▸ DATA LINES:
>>>

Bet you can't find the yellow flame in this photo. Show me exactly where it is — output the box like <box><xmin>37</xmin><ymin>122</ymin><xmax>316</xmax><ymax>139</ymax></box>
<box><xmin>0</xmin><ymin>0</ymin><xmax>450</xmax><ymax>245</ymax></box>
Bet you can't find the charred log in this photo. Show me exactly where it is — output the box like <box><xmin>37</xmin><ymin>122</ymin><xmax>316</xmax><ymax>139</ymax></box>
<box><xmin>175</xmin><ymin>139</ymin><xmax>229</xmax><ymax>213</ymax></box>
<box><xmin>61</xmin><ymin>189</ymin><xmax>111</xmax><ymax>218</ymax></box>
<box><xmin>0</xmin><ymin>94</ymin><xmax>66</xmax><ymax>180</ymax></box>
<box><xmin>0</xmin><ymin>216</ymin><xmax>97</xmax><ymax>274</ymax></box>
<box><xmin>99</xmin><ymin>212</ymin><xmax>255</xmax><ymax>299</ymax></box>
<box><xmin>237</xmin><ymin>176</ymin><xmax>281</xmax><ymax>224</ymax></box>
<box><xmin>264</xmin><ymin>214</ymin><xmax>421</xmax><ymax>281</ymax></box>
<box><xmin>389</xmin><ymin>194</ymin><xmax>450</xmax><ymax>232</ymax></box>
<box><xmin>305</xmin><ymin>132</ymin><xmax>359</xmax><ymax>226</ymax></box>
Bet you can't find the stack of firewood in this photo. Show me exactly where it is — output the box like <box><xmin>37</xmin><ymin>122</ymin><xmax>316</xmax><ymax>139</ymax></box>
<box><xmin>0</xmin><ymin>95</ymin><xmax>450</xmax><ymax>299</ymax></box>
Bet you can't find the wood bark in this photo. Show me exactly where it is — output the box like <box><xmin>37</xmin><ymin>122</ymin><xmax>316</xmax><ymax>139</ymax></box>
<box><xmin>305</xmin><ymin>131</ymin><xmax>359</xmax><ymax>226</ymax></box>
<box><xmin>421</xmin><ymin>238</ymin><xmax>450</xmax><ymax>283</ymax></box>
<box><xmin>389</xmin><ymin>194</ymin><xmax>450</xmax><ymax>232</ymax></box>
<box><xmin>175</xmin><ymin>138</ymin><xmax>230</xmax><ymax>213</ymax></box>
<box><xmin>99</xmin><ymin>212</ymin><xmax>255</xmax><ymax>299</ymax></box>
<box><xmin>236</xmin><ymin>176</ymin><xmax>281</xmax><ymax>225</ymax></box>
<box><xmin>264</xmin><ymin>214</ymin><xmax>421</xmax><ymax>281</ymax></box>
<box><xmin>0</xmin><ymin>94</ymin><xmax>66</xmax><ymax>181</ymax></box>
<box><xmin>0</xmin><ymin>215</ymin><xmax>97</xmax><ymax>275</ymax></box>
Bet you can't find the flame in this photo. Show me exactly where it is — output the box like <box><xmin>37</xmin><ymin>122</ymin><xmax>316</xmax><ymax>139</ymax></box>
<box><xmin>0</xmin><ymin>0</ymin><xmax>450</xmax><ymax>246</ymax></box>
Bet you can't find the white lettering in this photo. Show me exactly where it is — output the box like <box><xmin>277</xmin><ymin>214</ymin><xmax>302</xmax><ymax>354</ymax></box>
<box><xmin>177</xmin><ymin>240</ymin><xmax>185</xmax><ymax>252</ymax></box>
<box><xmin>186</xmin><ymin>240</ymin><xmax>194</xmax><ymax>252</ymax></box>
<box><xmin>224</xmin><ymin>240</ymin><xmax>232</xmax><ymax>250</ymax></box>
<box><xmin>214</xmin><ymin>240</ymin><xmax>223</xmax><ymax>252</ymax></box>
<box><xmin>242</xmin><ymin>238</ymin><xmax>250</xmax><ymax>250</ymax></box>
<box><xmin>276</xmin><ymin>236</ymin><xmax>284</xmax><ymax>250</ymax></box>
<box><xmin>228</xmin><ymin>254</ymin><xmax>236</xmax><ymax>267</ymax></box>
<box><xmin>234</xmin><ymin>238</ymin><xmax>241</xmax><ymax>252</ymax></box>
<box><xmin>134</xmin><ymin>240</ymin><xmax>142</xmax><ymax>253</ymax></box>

<<<

Collect every line of the entries above that contains the word "flame".

▸ PROBLEM SOLUTION:
Bet you can't find the yellow flame in this photo. Show me exactly where it is — output the box like <box><xmin>37</xmin><ymin>122</ymin><xmax>316</xmax><ymax>139</ymax></box>
Bet you can't find the flame in this photo. Show me exactly where it is — output the box like <box><xmin>37</xmin><ymin>122</ymin><xmax>316</xmax><ymax>139</ymax></box>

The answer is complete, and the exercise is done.